» **SOURCE TEXT**:
1. Various medical and usually a dental clinics.
2. Schools.
3. Shopping and eating.

Police and firefighting isn't that divided, although each....... section? Anyway, there's a neighborhood police post covering each section of the more mature estates but firefighting is more centralised. There isn't a need to spread out firefighters every few kilometers.


There's been swings here and there, but its impossible to go beyond walking distance to purchase basic groceries and eat out. Part of the reasons for the new wave of upgrading is to make our estates more elderly friendly, which includes more wheelchair access, making more shops easier to access and the like.

There are differences between HDB estates based on the age it was built in of course. Boon Lay was built during the older era, where commercial shops were placed on the first floor. Tampines zoned commercial within a central hub for each block of flats. Throw in increased access at gas stations(I used to buy fresh fruits and vegetables at the gas station in my previous apartment) and well..... you get all your basic commercial needs within walking distance.

» **EXTRACTED RECORDS**:
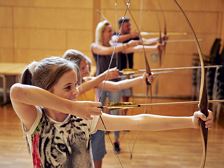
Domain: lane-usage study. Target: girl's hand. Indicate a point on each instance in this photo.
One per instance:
(199, 115)
(86, 109)
(133, 43)
(148, 77)
(111, 73)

» **WHAT IS REQUIRED**:
Carry on the passage about amenities within walking distance in HDB estates, starting directly after its final sentence.

» **RESPONSE TO THE EXERCISE**:
Collasace that around a central shopping nexus, which usually means a mall which nowadays also means a train station. There's........ attempts to situate sports facillities within each estate but land constraints mean this has to be done sparingly and it may not be in the central transport nexus.

Entertainment is the only reason why we need to move out from walking distance, albeit, in the Singapore context, that means a few kilometers away.

Granted, that's the ideal, some estates are just too large however for all of the above to be strictly true, although facillities are still kept within short reach. Its just that with an aging and increasingly dense population, they're not accessible enough.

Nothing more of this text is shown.